Please continue the passage below on the opioid lawsuits, picking up right after its last sentence.

- Given passage
* * * * * * * * *

But he has no jurisdiction over hundreds more lawsuits filed in state courts around the country, as well as parallel investigations and potential litigation by state attorneys general and the federal government.

In his trial order, the judge said the parties have “made good progress” in settlement discussions - “The parties have indicated, however, they believe settlement will be made more likely if, in addition to the `settlement track,’” the court “also creates a `litigation track.’” 

The judge set lawsuits by the city of Cleveland and Summit and Cuyahoga counties for trial on March 18, 2019. He ordered the parties and special masters to meet by Aug. 17 of this year to schedule additional case tracks for lawsuits by other cities and counties as well as hospital districts and health plans and Indian tribes.

Judges overseeing multidistrict litigation often use bellwether trials to help establish the boundaries of liability as well as to give juries a view of the evidence and determine damages. Plaintiffs and defendants then use that information to negotiate settlements based on what would likely happen in court if they took each case to trial. The opioid litigation is dominated by experienced MDL plaintiff attorneys, most of whom took an active role in lawsuits over Volkswagen cars, pharmaceuticals and the landmark tobacco lawsuits of the 1990s.

* * * * * * * * *

- Records supplied
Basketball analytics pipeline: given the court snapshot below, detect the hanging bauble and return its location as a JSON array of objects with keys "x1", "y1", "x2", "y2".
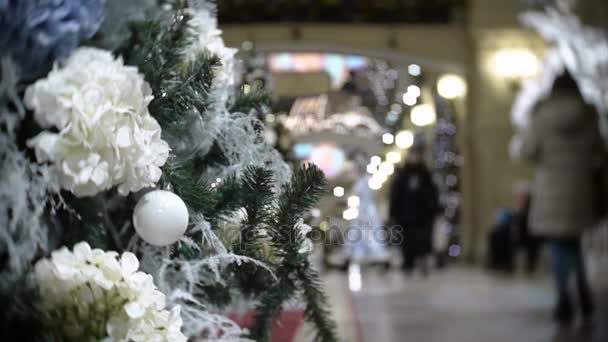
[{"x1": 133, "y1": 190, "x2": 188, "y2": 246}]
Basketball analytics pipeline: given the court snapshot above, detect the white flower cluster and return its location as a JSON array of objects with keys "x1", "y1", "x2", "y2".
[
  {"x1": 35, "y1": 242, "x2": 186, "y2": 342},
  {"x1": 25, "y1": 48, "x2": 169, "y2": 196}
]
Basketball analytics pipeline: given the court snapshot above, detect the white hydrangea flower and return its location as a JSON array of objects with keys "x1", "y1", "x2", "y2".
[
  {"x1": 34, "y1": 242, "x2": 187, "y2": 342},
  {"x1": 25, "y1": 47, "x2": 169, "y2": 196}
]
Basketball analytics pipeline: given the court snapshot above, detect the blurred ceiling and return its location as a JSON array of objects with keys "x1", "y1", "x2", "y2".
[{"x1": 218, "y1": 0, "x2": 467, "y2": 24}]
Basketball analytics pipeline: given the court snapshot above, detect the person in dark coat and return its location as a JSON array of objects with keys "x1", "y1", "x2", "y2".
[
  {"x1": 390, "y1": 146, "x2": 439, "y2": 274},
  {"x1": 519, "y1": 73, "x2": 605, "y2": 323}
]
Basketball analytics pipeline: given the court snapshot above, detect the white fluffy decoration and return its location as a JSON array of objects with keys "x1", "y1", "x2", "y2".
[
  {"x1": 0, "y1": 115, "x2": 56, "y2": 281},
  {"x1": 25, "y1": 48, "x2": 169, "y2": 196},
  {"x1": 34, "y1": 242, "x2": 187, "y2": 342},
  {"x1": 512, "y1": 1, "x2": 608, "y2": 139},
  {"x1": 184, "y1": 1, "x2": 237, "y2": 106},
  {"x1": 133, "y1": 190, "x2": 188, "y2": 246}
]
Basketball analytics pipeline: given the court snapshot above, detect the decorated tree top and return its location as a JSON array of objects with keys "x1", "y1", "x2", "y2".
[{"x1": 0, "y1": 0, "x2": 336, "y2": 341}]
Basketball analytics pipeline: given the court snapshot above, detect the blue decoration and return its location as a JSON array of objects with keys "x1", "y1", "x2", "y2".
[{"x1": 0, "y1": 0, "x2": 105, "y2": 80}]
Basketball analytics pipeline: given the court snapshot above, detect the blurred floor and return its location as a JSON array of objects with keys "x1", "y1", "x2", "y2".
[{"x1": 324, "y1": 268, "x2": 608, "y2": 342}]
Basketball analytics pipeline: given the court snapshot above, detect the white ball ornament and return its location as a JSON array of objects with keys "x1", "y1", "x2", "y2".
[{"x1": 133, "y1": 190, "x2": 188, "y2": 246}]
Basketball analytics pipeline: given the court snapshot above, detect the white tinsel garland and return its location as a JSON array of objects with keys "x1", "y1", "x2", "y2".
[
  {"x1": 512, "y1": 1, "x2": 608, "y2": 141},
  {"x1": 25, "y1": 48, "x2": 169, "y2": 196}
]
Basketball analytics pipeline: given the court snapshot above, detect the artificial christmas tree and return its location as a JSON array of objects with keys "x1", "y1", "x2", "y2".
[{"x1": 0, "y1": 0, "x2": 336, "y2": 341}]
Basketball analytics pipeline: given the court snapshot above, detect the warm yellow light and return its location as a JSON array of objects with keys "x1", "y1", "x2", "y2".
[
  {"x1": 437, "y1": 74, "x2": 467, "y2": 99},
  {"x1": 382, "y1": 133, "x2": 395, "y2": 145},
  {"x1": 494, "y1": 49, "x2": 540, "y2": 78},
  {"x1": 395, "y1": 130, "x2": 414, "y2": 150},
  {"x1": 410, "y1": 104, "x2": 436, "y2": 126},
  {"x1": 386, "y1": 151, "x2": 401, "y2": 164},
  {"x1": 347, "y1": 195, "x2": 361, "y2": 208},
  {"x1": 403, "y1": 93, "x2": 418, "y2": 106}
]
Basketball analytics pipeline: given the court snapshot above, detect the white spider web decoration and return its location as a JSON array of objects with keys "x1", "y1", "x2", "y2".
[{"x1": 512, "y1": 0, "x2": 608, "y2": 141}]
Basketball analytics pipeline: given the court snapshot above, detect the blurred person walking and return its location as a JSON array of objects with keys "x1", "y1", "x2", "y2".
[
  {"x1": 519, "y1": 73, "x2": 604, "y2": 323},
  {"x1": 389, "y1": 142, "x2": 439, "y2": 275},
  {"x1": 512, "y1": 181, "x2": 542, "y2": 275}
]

* * * * * * * * *

- Answer area
The opioid litigation may be particularly challenging to settle, however, because of the broad range and size of defendants, from manufacturers and distributors like Purdue Pharma and Cardinal Health and big retail pharmacy chains like Walgreens down to small-town pharmacies and prescribing physicians. 

While Judge Polster has made it clear he considers big companies to be the primary targets of the litigation – “we won’t bring individual pharmacies into the settlement discussion,” he said in a Feb. 26 hearing – a crucial defense theory is that manufacturers and distributors can’t be held liable for misuse of drugs that were prescribed by licensed physicians or dispensed by crooked “pill mill” pharmacies.

Most of the lawsuits claim the drugs represent a public nuisance, and historically that has meant plaintiffs must show the defendants had control over the product when it caused the nuisance. Another complication is that most of overdose deaths are caused by illegal drugs like fentanyl, meaning plaintiffs must prove victims were launched on the path to addiction by legally prescribed opioids or pills that were illegally diverted with the drug companies’ knowledge.

In his 22-page order requiring the DEA to hand over information from the ARCOS database, Polster rejected the DEA’s argument it needed to keep details about the identities of individual companies and the numbers of pills they handled confidential, both to protect ongoing federal investigations and proprietary business information. The DEA will only have to turn over records for six bellwether states including Ohio, West Virginia, Michigan and Florida from 2006 to 2014, the judge ruled, eliminating any risk to ongoing investigations of criminal activity within the statute of limitations.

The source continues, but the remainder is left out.